### Task to complete:
Please report how many lines in the records below contain the word "door". Give only the number.

### Supplied material:
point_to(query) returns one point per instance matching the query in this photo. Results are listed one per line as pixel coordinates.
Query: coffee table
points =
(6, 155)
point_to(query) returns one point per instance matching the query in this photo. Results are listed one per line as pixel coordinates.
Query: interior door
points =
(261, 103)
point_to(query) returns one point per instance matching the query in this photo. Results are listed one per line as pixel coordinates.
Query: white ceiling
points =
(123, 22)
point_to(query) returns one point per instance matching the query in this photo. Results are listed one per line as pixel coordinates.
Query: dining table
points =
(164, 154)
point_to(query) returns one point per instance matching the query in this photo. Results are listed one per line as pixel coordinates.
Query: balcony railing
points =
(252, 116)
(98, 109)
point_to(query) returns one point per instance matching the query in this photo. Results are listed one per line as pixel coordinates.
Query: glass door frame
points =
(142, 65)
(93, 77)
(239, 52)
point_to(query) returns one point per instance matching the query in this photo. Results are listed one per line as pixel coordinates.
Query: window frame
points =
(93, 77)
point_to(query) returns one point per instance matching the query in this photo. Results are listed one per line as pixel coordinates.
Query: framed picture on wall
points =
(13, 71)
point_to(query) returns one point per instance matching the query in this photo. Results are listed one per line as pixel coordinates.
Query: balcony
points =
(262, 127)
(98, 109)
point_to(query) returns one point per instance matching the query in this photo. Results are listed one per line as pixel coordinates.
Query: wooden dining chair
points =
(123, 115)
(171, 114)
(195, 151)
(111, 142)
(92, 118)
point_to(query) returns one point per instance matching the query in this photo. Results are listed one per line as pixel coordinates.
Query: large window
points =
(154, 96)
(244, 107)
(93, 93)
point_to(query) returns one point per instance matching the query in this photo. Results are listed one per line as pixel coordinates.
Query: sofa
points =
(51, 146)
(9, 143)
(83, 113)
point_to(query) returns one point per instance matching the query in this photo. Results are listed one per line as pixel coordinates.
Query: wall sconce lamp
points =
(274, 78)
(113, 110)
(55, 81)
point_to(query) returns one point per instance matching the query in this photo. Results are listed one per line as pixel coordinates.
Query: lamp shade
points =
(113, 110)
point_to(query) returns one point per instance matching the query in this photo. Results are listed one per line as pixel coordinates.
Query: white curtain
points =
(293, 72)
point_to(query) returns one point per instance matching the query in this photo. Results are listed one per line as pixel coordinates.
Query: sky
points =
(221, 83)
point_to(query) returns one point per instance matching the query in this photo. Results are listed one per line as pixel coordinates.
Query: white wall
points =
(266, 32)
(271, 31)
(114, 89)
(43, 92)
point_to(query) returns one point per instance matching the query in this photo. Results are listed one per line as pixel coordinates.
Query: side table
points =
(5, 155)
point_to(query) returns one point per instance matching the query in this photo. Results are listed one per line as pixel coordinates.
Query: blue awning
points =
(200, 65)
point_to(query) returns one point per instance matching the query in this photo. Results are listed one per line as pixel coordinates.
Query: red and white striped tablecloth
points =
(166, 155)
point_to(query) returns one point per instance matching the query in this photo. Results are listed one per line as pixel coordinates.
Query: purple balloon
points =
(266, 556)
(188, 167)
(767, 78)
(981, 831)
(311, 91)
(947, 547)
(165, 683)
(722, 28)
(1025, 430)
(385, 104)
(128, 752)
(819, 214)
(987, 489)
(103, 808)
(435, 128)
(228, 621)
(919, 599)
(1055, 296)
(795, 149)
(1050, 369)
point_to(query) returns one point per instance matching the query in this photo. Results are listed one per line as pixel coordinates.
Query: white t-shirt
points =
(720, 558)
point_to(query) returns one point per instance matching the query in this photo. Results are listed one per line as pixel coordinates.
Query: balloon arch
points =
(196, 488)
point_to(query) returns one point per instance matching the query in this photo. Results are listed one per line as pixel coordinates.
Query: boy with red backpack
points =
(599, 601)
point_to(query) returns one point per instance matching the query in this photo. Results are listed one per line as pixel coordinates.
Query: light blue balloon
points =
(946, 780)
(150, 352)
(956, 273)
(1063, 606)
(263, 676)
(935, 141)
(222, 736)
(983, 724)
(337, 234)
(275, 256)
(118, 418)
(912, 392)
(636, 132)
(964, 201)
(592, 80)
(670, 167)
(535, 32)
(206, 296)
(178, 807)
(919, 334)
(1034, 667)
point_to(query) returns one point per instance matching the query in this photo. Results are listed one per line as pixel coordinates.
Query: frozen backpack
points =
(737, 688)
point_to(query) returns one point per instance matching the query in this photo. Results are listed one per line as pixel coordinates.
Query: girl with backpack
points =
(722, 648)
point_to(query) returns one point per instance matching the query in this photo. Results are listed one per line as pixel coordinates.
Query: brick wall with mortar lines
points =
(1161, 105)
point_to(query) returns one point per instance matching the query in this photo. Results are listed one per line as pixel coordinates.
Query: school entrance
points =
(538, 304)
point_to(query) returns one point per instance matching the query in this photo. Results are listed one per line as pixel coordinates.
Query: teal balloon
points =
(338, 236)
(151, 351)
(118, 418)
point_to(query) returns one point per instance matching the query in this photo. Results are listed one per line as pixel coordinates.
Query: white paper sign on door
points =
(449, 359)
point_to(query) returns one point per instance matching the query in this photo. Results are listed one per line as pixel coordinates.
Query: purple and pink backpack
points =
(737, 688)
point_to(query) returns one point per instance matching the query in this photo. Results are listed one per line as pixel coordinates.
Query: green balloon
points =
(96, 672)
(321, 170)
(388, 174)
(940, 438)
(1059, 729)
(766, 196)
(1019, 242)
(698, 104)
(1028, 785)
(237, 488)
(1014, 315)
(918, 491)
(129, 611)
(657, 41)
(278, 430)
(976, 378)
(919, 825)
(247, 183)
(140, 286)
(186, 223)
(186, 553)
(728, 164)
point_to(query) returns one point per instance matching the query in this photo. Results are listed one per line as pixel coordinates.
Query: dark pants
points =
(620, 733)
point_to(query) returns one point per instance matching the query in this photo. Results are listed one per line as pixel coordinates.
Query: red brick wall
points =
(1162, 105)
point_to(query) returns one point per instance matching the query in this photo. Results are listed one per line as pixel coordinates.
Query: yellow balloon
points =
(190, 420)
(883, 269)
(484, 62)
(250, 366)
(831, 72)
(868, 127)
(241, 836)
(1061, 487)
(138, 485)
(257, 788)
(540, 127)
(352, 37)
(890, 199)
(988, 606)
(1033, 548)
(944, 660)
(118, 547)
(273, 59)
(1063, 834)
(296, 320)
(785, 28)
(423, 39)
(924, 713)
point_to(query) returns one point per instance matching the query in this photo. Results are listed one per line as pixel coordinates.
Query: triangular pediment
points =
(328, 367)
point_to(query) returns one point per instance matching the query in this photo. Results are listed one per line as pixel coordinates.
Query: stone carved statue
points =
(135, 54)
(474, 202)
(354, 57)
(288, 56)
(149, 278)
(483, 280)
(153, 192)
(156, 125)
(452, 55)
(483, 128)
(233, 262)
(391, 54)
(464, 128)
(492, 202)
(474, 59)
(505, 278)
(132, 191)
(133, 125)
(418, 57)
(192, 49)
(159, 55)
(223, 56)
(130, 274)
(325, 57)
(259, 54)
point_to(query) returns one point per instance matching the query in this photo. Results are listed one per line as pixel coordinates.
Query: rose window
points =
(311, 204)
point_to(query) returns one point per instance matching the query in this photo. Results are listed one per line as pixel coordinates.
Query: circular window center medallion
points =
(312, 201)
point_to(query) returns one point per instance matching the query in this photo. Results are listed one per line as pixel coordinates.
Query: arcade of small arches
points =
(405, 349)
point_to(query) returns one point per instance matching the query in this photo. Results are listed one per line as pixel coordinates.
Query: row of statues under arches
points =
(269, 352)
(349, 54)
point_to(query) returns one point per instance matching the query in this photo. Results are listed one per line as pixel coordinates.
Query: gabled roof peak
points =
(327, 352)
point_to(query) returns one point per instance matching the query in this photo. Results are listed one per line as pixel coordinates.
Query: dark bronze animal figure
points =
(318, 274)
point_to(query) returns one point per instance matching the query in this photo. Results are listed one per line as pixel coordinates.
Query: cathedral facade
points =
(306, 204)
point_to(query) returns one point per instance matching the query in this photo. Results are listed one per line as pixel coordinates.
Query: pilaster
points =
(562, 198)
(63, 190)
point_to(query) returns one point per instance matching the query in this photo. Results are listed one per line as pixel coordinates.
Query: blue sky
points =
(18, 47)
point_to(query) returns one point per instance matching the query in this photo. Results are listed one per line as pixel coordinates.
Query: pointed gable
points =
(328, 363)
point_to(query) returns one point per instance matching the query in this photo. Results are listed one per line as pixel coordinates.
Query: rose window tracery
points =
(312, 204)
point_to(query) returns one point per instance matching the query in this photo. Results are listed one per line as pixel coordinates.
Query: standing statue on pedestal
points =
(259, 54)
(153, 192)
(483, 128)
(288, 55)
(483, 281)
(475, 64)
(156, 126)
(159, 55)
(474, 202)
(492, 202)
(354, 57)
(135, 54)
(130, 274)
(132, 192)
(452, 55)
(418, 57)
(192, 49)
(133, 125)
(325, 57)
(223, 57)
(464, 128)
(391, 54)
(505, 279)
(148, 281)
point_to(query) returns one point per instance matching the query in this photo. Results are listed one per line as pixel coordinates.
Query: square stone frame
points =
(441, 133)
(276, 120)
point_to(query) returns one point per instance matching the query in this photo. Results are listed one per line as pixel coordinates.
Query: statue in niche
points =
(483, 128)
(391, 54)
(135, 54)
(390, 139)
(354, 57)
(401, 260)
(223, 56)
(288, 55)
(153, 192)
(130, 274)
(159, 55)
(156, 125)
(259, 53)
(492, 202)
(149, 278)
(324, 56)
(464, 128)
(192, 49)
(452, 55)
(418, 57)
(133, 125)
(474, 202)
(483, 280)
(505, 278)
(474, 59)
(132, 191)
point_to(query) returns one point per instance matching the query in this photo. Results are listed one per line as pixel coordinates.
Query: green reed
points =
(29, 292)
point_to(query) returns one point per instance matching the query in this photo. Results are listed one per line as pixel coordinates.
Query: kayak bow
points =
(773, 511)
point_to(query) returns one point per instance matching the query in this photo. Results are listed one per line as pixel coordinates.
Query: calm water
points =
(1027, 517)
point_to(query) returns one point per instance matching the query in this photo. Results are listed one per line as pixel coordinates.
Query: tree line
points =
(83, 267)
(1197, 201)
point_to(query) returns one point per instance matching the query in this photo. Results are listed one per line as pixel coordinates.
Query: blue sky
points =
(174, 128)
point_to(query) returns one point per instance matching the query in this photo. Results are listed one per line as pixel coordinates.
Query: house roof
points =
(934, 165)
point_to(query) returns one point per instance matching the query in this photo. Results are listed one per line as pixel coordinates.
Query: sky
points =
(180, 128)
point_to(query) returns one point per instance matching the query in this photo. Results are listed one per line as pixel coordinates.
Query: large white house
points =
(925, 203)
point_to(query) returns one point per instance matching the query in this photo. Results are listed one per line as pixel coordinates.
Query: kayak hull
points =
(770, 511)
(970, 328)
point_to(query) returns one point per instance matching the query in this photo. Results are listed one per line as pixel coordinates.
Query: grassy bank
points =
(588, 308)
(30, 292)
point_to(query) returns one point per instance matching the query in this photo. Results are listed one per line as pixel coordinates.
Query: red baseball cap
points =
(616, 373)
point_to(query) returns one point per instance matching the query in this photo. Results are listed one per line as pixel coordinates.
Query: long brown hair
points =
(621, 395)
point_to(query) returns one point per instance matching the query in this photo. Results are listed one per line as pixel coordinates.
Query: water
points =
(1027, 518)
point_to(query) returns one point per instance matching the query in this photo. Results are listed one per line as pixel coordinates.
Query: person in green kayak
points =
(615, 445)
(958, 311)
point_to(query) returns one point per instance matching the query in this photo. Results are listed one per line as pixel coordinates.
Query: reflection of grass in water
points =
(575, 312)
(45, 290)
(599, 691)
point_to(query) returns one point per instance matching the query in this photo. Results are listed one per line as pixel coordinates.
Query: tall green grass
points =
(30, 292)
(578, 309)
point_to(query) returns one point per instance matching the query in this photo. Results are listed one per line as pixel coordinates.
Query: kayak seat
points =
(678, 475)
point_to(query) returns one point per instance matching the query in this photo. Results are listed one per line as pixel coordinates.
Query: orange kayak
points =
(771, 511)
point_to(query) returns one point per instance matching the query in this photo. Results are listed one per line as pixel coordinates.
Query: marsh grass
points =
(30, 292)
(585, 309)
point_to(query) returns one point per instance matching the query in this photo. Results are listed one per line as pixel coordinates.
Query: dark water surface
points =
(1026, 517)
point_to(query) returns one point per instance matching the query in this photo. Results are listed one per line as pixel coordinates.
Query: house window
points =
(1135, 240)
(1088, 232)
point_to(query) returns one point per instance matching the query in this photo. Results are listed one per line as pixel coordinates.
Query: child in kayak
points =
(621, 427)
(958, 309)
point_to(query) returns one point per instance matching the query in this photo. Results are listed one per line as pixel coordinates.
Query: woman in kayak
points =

### Problem solution:
3